- Opening Delimiter -
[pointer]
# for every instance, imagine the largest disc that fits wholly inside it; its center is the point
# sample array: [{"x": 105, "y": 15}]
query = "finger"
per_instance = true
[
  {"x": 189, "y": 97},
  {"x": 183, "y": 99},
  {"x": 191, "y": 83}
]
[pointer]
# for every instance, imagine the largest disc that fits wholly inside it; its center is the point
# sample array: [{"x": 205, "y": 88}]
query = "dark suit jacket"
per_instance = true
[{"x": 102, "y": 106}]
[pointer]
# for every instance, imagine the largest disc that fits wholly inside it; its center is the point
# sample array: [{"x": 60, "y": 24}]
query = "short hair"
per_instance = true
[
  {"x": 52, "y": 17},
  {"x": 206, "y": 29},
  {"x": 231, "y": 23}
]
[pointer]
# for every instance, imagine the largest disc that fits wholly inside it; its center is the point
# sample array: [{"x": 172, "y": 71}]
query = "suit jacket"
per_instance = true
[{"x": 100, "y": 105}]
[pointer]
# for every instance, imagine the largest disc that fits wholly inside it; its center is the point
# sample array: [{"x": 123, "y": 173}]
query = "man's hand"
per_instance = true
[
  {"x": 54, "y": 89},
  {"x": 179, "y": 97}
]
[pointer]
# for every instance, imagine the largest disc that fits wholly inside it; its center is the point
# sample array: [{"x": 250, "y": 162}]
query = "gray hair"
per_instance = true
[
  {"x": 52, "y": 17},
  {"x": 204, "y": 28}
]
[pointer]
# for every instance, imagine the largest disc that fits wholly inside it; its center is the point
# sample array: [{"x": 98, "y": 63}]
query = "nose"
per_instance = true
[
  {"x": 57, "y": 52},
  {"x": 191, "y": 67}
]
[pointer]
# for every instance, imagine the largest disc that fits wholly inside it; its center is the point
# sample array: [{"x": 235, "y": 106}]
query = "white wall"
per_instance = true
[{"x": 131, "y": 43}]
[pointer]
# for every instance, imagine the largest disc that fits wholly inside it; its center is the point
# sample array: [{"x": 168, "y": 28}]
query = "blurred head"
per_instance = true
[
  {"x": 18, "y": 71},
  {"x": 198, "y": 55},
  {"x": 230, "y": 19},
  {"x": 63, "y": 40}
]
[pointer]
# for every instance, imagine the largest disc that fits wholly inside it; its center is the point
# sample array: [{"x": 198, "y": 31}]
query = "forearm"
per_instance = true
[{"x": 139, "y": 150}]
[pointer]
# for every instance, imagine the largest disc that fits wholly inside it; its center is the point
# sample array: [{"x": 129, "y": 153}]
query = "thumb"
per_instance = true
- Closing Delimiter -
◆ **Task**:
Provide a verbatim reproduction of all the records.

◆ **Solution to the exercise**:
[pointer]
# for every instance, imagine the largest disc that fits wholly inside it; its center is the point
# sample array: [{"x": 105, "y": 15}]
query = "finger"
per_instance = true
[
  {"x": 189, "y": 97},
  {"x": 183, "y": 99},
  {"x": 191, "y": 83}
]
[pointer]
# for every instance, imagine the largest disc that fits wholly inside it; its center is the point
# sample array: [{"x": 205, "y": 88}]
query = "dark suit jacket"
per_instance = true
[{"x": 102, "y": 106}]
[pointer]
# for every instance, imagine the largest disc that fits wholly inside it; its center is the point
# sample array: [{"x": 60, "y": 24}]
query = "short hair"
per_instance = true
[
  {"x": 52, "y": 17},
  {"x": 206, "y": 29},
  {"x": 231, "y": 23}
]
[pointer]
# for every instance, imagine the largest disc that fits wholly inside it; its center is the point
# sample array: [{"x": 172, "y": 71}]
query = "suit jacket"
per_instance = true
[{"x": 100, "y": 105}]
[pointer]
# for every instance, imagine the largest disc that fits wholly inside it; its center is the point
# sample array: [{"x": 123, "y": 173}]
query = "man's hand"
per_instance = true
[
  {"x": 54, "y": 89},
  {"x": 179, "y": 97}
]
[pointer]
# for every instance, imagine the largest disc that fits wholly inside it; its center is the point
# sample array: [{"x": 250, "y": 162}]
query = "gray hair"
per_instance = true
[
  {"x": 52, "y": 17},
  {"x": 204, "y": 28}
]
[pointer]
# for every instance, imagine the largest disc that fits wholly inside it; its center is the point
# sample array: [{"x": 98, "y": 63}]
query = "nose"
per_instance = true
[
  {"x": 57, "y": 52},
  {"x": 191, "y": 67}
]
[pointer]
# for every instance, imagine the largest disc that fits wholly inside it; its center is the point
# sample array: [{"x": 235, "y": 106}]
query = "white wall"
per_instance = true
[{"x": 131, "y": 43}]
[pointer]
# for every instance, imagine the largest disc that fits wholly inside it; its center is the point
# sample array: [{"x": 168, "y": 28}]
query = "blurred head"
per_instance = true
[
  {"x": 18, "y": 71},
  {"x": 198, "y": 55},
  {"x": 230, "y": 19},
  {"x": 63, "y": 40}
]
[pointer]
# for every instance, imagine the largest disc that fits wholly inside it; its center is the point
# sample array: [{"x": 198, "y": 31}]
query = "forearm"
per_instance = true
[{"x": 139, "y": 150}]
[pointer]
# for every instance, imagine the largest disc that fits wholly inside it; its center is the point
# sample array: [{"x": 129, "y": 153}]
query = "thumb"
per_instance = true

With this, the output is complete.